### Written exercise
Pull out every line in the records below that contains the string "background", and list those lines.

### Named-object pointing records
-- begin --

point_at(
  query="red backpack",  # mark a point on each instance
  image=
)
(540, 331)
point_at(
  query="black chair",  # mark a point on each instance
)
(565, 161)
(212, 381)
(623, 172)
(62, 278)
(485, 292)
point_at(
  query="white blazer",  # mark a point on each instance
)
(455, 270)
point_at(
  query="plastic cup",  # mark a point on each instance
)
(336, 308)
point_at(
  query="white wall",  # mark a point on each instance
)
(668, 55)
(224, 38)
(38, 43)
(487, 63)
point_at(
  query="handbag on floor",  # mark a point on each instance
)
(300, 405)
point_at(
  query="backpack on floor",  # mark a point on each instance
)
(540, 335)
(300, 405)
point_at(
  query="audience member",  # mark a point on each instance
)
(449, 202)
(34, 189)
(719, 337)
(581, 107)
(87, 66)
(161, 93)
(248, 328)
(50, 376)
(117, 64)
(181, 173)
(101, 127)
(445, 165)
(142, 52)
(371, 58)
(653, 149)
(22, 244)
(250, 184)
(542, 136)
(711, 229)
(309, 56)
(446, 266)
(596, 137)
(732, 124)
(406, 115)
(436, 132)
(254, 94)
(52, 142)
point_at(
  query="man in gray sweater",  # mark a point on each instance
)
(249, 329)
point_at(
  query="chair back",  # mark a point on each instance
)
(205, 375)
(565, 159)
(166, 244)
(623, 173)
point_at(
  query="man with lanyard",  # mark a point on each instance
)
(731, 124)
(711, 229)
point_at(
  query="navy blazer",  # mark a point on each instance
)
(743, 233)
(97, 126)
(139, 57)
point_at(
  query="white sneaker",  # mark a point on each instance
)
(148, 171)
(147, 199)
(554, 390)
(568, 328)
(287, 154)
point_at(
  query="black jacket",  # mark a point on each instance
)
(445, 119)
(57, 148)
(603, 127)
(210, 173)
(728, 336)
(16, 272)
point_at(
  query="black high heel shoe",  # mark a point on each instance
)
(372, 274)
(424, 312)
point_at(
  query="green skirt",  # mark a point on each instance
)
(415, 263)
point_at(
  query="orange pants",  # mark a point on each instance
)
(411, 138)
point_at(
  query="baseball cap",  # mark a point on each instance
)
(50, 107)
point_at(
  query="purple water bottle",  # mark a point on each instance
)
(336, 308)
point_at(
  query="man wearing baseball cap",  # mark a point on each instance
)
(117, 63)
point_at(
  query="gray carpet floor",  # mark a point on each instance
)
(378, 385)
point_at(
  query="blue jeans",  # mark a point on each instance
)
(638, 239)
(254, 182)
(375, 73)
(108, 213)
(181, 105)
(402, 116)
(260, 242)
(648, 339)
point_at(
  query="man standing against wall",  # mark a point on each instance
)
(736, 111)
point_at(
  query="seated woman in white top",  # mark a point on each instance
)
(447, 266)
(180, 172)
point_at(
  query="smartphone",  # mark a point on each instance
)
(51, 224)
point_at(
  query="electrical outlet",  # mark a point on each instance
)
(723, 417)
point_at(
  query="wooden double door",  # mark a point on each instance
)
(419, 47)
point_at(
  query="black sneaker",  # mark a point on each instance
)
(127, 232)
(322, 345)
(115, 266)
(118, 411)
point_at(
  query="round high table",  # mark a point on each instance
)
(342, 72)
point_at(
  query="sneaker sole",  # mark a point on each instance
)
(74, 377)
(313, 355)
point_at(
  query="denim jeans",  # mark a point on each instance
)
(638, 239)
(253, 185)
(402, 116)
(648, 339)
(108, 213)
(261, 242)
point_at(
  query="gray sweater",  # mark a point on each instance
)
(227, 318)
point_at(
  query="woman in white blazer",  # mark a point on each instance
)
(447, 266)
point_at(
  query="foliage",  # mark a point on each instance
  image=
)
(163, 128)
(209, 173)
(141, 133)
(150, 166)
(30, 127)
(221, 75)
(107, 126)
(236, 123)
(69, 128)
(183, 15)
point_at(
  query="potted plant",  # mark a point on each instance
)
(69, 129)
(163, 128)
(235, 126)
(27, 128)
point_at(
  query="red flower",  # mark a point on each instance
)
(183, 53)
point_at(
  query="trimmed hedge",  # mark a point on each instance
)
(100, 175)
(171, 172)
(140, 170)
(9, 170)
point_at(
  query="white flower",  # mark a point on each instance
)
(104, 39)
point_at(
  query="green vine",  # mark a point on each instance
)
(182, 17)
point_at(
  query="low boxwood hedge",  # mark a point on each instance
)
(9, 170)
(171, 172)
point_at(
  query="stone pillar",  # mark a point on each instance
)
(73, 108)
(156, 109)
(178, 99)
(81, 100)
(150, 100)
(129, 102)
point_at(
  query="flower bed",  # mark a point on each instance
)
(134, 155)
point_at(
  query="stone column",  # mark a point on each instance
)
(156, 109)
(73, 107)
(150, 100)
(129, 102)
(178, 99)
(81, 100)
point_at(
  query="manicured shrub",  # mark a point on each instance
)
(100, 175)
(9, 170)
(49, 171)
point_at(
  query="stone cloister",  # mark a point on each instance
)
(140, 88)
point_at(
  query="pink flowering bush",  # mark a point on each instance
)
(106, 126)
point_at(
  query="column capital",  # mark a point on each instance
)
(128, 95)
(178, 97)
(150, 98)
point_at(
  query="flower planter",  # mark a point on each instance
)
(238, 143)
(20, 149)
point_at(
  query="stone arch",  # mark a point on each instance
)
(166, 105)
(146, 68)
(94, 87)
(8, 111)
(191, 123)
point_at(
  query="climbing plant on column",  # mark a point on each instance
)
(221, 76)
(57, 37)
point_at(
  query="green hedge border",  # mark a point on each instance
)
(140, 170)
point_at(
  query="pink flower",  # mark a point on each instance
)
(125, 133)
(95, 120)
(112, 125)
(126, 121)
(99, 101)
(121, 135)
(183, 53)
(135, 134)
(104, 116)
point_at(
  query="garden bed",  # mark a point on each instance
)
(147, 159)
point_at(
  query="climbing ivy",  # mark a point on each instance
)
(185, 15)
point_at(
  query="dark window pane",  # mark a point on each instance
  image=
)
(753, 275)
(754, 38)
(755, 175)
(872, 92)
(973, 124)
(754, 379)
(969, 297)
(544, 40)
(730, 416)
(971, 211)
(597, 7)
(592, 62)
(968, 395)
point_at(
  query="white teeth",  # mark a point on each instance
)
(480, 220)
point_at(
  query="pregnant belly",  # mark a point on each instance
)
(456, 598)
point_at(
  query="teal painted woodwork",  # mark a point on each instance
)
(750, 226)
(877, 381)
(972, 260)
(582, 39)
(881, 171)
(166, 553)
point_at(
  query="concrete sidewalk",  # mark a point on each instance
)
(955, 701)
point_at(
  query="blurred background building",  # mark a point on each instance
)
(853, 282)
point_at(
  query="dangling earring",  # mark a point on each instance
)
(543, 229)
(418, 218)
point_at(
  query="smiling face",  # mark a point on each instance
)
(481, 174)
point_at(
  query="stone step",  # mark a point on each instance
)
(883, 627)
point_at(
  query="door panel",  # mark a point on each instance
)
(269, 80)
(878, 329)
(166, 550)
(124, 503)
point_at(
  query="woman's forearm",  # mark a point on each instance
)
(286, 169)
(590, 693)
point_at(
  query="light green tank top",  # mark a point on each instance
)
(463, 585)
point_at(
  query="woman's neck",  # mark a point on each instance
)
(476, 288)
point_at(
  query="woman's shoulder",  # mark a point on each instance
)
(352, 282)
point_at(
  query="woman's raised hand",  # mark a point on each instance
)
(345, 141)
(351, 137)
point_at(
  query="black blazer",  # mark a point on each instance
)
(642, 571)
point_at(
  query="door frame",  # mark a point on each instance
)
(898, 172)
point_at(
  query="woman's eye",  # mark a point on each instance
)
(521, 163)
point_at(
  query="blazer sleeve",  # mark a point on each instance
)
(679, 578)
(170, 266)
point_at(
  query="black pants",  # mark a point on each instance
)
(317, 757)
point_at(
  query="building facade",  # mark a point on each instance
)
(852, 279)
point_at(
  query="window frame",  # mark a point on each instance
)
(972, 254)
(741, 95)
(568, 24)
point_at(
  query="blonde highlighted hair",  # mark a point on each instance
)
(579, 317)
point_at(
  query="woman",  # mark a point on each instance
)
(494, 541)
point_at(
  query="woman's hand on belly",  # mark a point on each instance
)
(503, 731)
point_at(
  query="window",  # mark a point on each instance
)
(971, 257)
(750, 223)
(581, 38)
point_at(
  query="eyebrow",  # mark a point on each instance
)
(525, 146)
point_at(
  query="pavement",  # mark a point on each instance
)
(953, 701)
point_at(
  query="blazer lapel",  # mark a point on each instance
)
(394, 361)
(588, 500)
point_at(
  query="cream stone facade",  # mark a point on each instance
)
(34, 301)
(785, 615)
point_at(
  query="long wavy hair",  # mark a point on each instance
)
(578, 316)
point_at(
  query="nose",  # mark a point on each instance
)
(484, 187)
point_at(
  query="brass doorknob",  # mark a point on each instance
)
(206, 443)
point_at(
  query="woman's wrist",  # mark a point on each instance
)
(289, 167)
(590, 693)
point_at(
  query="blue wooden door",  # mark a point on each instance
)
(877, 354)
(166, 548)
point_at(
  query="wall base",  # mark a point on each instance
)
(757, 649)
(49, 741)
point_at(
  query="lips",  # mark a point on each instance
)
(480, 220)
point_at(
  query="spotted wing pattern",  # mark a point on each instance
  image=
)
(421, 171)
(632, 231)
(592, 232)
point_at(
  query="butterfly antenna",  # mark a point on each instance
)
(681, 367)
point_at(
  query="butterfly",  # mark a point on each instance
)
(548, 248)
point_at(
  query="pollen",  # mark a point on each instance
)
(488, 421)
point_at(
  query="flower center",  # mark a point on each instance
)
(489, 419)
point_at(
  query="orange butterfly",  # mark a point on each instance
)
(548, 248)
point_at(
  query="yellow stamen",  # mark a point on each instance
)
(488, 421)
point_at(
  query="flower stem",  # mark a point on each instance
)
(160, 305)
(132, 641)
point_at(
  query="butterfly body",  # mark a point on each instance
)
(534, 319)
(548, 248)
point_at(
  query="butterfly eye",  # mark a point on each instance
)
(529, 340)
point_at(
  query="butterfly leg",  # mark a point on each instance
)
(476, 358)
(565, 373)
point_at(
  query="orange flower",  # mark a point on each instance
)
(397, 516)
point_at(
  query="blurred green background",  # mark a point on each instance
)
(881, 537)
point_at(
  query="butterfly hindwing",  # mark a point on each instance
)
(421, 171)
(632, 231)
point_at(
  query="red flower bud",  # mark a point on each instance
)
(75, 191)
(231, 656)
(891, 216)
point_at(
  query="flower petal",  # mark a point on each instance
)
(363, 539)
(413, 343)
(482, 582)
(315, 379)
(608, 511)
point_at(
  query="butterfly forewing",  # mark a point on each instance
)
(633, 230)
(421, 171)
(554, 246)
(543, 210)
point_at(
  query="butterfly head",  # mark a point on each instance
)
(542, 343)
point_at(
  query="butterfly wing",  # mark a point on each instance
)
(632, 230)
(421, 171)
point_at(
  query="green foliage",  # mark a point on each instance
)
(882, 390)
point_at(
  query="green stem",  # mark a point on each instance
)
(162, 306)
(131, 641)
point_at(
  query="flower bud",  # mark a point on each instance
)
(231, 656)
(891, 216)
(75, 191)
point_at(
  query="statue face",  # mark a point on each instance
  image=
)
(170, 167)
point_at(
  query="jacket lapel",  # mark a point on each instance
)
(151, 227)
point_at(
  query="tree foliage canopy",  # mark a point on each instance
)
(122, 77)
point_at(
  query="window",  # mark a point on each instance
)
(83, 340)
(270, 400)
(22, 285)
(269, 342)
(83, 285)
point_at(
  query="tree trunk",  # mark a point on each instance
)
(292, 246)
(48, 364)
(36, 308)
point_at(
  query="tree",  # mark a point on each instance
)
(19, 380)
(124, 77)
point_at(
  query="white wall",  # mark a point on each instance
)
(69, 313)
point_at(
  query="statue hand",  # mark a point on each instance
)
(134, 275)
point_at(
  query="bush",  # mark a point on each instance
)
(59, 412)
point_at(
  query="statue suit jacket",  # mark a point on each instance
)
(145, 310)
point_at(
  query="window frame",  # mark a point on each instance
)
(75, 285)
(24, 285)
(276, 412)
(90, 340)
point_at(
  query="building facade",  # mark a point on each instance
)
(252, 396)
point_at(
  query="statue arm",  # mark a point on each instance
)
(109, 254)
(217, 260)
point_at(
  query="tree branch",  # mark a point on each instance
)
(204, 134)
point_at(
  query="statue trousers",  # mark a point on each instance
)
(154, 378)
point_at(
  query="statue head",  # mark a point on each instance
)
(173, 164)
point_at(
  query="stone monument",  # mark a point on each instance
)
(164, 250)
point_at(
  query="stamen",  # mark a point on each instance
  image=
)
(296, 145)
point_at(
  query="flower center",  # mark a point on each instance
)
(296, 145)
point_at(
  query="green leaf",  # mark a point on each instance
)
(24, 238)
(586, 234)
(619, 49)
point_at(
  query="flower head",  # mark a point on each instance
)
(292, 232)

-- end --

### The reply
  query="blurred background building",  # mark a point on each instance
  query="blurred green background",  # mark a point on each instance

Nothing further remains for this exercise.